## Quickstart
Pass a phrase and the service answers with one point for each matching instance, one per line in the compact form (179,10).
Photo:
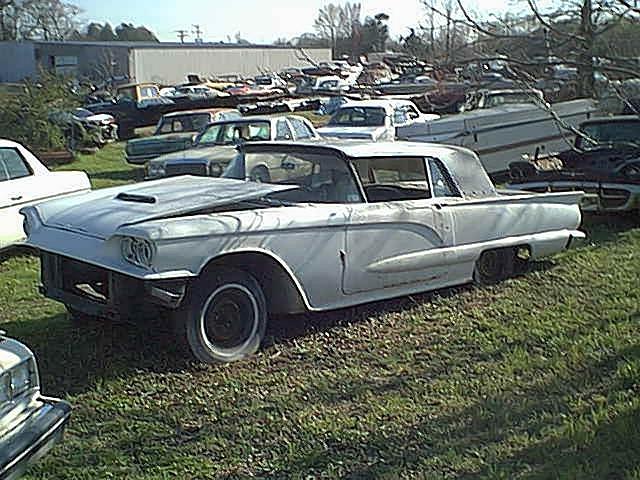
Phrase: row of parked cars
(249,218)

========

_WHAT YOU NEED TO DO_. If an entry contains a picture, skip the picture and reproduce everything else exactly.

_PROBLEM SOLUTION_.
## Quickstart
Pass a phrase and the service answers with one point for each matching instance, one per line in the compact form (179,10).
Photo:
Phrase: row of parked cars
(249,218)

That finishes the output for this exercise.